--- Begin ---
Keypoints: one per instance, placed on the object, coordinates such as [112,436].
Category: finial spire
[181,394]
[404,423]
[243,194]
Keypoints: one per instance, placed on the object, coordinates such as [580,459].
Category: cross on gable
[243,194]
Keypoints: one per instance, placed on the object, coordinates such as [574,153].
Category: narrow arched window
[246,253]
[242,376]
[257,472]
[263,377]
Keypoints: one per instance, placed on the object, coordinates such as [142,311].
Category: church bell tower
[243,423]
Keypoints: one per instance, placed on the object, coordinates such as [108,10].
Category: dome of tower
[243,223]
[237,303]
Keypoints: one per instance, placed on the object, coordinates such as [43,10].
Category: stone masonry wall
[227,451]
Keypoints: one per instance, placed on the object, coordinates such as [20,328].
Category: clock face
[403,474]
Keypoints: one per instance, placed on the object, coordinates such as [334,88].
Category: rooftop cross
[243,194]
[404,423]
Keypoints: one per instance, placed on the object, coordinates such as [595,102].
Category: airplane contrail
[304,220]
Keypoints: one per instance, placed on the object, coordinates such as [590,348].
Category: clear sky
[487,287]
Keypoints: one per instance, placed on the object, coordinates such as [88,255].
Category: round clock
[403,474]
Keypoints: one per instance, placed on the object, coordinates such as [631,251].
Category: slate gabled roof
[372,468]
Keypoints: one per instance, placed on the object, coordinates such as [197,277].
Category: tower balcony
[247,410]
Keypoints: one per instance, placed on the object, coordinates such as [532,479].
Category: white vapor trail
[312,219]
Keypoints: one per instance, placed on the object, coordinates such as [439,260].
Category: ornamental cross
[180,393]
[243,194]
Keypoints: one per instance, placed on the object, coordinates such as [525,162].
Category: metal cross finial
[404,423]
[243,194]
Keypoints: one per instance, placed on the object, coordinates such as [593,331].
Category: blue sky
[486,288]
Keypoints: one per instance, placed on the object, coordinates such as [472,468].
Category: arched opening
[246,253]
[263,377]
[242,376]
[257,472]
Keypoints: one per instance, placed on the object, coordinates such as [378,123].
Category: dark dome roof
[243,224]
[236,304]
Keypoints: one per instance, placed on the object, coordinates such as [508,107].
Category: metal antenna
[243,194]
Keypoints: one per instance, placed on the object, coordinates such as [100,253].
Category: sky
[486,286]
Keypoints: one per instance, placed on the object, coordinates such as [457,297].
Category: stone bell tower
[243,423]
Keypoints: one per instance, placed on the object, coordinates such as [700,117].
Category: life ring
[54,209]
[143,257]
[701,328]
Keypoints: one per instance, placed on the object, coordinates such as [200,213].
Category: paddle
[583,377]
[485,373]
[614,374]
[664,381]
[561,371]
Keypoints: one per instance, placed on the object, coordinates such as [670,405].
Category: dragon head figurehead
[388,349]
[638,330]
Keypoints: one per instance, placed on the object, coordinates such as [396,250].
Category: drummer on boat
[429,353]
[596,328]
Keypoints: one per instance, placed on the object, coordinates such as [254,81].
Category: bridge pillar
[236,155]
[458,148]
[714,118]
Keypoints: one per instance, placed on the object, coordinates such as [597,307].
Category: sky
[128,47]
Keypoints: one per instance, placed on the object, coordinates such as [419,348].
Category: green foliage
--- End ---
> **THE EXERCISE**: Reproduce every record above exactly as it appears.

> **RESULT OF THIS TASK**:
Keypoints: one per instance, placed on the object, coordinates such as [112,436].
Category: finial spire
[181,394]
[404,423]
[243,194]
Keypoints: one per instance, placed on the object, coordinates such as [580,459].
Category: cross on gable
[243,194]
Keypoints: one per instance, placed on the object, coordinates such as [574,153].
Category: narrow arched window
[246,253]
[242,376]
[257,472]
[263,377]
Keypoints: one per instance, placed on the object, coordinates such as [142,311].
Category: church bell tower
[243,423]
Keypoints: one per instance, placed on the object, coordinates such as [108,10].
Category: dome of tower
[243,223]
[237,303]
Keypoints: one per instance, placed on the object, coordinates such as [43,10].
Category: stone masonry wall
[227,451]
Keypoints: one per instance, placed on the object, coordinates such as [20,328].
Category: clock face
[403,474]
Keypoints: one per instance, placed on the object, coordinates such as [334,88].
Category: rooftop cross
[243,194]
[404,423]
Keypoints: one per instance, placed on the object, coordinates such as [595,102].
Category: airplane contrail
[304,220]
Keypoints: one per instance, placed on the object, coordinates such as [590,348].
Category: clear sky
[487,287]
Keypoints: one per instance, placed on the object, coordinates such as [88,255].
Category: round clock
[403,474]
Keypoints: one per instance, placed on the object, coordinates such as [631,251].
Category: slate gabled roof
[372,468]
Keypoints: one per instance, placed on the object, coordinates such as [197,277].
Category: tower balcony
[247,410]
Keypoints: one per instance, placed on the object, coordinates such as [532,479].
Category: white vapor trail
[312,219]
Keypoints: one per instance, placed on the object, coordinates such as [439,260].
Category: ornamental cross
[180,393]
[243,194]
Keypoints: one per instance, placed on the object, coordinates such as [525,162].
Category: metal cross finial
[404,423]
[243,194]
Keypoints: one per instance, placed on the object, coordinates such as [593,331].
Category: blue sky
[486,288]
Keypoints: one per instance, placed on the object, coordinates such as [472,468].
Category: arched opening
[246,253]
[263,377]
[242,376]
[257,472]
Keypoints: one per instance, placed on the object, coordinates such as [378,123].
Category: dark dome roof
[243,224]
[236,304]
Keypoints: one per instance, placed on the object, coordinates such as [508,107].
Category: metal antenna
[243,194]
Keypoints: one per instance, placed on the object, coordinates such as [100,253].
Category: sky
[486,286]
Keypoints: one per instance, placed on the object, coordinates such as [457,297].
Category: stone bell tower
[243,423]
Keypoints: one per instance, placed on the object, coordinates such as [700,117].
Category: life ring
[54,209]
[143,257]
[701,328]
Keypoints: one per instance, placed on the object, coordinates such as [200,213].
Category: paddle
[583,377]
[485,373]
[614,374]
[664,381]
[561,371]
Keypoints: one per instance, placed on the object, coordinates such as [670,405].
Category: dragon head figurehead
[388,349]
[638,330]
Keypoints: one per instance, placed on the object, coordinates such as [396,250].
Category: drummer on boat
[429,353]
[596,328]
Keypoints: one per instance, placed on the object, coordinates such as [254,81].
Category: bridge pillar
[236,155]
[458,148]
[714,118]
Keypoints: one per instance, placed on the object, coordinates such as [597,307].
Category: sky
[128,47]
Keypoints: one per instance, placed on the object, coordinates such as [419,348].
Category: green foliage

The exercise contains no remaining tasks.